• Texto da página
# # # # # # #

26 de abril de 2007

Vaca suíça

Um poema do catalão Pere Quart (1899-1986), paródia do poema "A vaca cega", de Joan Maragall. Não pude evitar o "mala leche", em espanhol mesmo, no último verso, primeiro porque não existe uma expressão equivalente em português, e segundo porque a expressão em espanhol nos soa mais familiar do que qualquer outra muleta que se colocasse no lugar. Destaque também para o "barafusta" no terceiro verso, que foi a melhor solução que encontrei por ora.


VACA SUÍÇA

Quando me envolvo numa causa justa
sou um Guilherme Tell, áspera e encrenqueira:
faço, e está feito. Vão à barafusta
vocês e o balde e o banco de madeira!

Meu sangue não sustenta a criança fraca
nem se mistura com um café decente.
Não são vocês quem deve a uma vaca
apalpar, nem um anjo descendente.

Mas ainda lhes resta a indefesa
cabra, que sempre teve alma de escravo.
A mim ninguém ordenha, nem com reza.
Tenho chifres e avanço como um bravo.

E já saibam! Por vales e penhascos
mugirei o desígnio que me safa,
e não esperem desviar-me os cascos
com a iguaria de uma mão de alfafa.

# # # # # # #

• Instruções das tarefas
1. Liste todos os nomes próprios de pessoas que aparecem no texto da página.
2. Reproduza o trecho do texto da página que vai de "Um poema do" até "um anjo descendente.".
Responda com base somente no texto da página.

• Conteúdo dos dados

# # # # # # #

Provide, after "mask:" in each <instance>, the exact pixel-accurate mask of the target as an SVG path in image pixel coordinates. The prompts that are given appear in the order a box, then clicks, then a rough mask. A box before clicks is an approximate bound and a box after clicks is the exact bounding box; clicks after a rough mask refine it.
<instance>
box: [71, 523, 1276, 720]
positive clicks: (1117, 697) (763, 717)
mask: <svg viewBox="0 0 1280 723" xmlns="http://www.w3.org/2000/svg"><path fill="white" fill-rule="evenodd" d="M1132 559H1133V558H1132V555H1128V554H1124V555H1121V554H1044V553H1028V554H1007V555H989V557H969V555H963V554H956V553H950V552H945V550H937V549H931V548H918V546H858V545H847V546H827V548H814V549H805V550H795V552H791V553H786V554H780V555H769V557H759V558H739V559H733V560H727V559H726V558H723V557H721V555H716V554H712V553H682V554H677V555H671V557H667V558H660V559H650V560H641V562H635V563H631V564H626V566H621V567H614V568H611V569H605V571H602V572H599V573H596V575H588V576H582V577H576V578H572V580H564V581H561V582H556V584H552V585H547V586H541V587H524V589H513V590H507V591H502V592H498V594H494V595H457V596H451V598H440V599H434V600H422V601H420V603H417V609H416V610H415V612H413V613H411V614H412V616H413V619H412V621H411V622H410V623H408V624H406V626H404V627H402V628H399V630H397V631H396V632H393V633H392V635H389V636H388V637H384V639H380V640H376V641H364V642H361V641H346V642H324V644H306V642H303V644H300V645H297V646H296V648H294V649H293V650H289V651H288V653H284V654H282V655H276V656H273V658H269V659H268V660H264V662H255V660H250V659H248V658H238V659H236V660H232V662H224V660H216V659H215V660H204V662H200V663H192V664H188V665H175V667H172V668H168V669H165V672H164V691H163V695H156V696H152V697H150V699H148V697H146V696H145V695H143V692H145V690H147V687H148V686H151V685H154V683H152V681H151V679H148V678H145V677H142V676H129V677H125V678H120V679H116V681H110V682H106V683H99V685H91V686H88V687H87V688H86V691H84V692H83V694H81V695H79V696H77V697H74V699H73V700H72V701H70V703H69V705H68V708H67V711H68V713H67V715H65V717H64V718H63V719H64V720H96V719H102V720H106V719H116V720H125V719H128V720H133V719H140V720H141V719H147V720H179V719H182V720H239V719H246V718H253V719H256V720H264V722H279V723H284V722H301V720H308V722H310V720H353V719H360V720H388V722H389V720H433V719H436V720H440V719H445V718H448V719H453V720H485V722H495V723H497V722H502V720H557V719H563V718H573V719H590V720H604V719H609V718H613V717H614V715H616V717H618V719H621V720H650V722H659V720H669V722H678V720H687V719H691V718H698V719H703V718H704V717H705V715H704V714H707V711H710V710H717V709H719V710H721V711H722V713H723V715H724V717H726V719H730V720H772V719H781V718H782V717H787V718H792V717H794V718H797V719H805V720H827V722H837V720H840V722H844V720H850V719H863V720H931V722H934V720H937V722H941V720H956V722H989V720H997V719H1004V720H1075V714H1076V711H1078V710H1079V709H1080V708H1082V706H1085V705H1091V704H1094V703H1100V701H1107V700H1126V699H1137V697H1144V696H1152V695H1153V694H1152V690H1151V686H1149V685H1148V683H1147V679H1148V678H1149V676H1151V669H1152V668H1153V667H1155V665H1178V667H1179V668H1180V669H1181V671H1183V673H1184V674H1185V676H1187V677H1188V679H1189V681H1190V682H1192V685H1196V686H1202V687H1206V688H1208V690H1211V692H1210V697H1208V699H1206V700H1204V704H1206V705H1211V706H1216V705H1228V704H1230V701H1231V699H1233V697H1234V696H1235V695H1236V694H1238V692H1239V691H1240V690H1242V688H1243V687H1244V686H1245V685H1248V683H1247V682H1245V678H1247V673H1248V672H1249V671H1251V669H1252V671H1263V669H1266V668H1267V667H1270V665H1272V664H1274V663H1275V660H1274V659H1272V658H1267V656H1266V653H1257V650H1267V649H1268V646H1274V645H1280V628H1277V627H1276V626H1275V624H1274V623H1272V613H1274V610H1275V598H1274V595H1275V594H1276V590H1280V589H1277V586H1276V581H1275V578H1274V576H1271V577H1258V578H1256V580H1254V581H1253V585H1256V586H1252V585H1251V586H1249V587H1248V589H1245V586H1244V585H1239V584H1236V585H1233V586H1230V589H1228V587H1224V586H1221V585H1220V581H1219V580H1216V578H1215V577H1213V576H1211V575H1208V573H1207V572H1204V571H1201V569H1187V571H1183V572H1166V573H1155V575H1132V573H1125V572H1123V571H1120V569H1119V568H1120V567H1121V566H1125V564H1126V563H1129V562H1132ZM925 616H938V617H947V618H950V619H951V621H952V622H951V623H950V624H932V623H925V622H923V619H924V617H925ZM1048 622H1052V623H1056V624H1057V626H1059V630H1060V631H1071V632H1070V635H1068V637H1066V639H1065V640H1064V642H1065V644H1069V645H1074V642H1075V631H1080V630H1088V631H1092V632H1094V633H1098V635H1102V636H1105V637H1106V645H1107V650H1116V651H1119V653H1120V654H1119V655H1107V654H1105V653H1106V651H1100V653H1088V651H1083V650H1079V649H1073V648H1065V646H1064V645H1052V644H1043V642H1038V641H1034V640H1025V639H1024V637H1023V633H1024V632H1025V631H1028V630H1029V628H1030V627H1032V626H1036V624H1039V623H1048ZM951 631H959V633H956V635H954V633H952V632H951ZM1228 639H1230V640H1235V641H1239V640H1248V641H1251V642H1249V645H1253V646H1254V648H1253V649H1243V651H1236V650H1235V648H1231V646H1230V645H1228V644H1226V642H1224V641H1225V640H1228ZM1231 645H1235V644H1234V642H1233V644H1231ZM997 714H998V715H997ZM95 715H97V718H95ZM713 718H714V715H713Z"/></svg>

# # # # # # #

• Respostas das tarefas
1. Pere Quart, Joan Maragall, Guilherme Tell

2.
Um poema do catalão Pere Quart (1899-1986), paródia do poema "A vaca cega", de Joan Maragall. Não pude evitar o "mala leche", em espanhol mesmo, no último verso, primeiro porque não existe uma expressão equivalente em português, e segundo porque a expressão em espanhol nos soa mais familiar do que qualquer outra muleta que se colocasse no lugar. Destaque também para o "barafusta" no terceiro verso, que foi a melhor solução que encontrei por ora.


VACA SUÍÇA

Quando me envolvo numa causa justa
sou um Guilherme Tell, áspera e encrenqueira:
faço, e está feito. Vão à barafusta
vocês e o balde e o banco de madeira!

Meu sangue não sustenta a criança fraca
nem se mistura com um café decente.
Não são vocês quem deve a uma vaca
apalpar, nem um anjo descendente.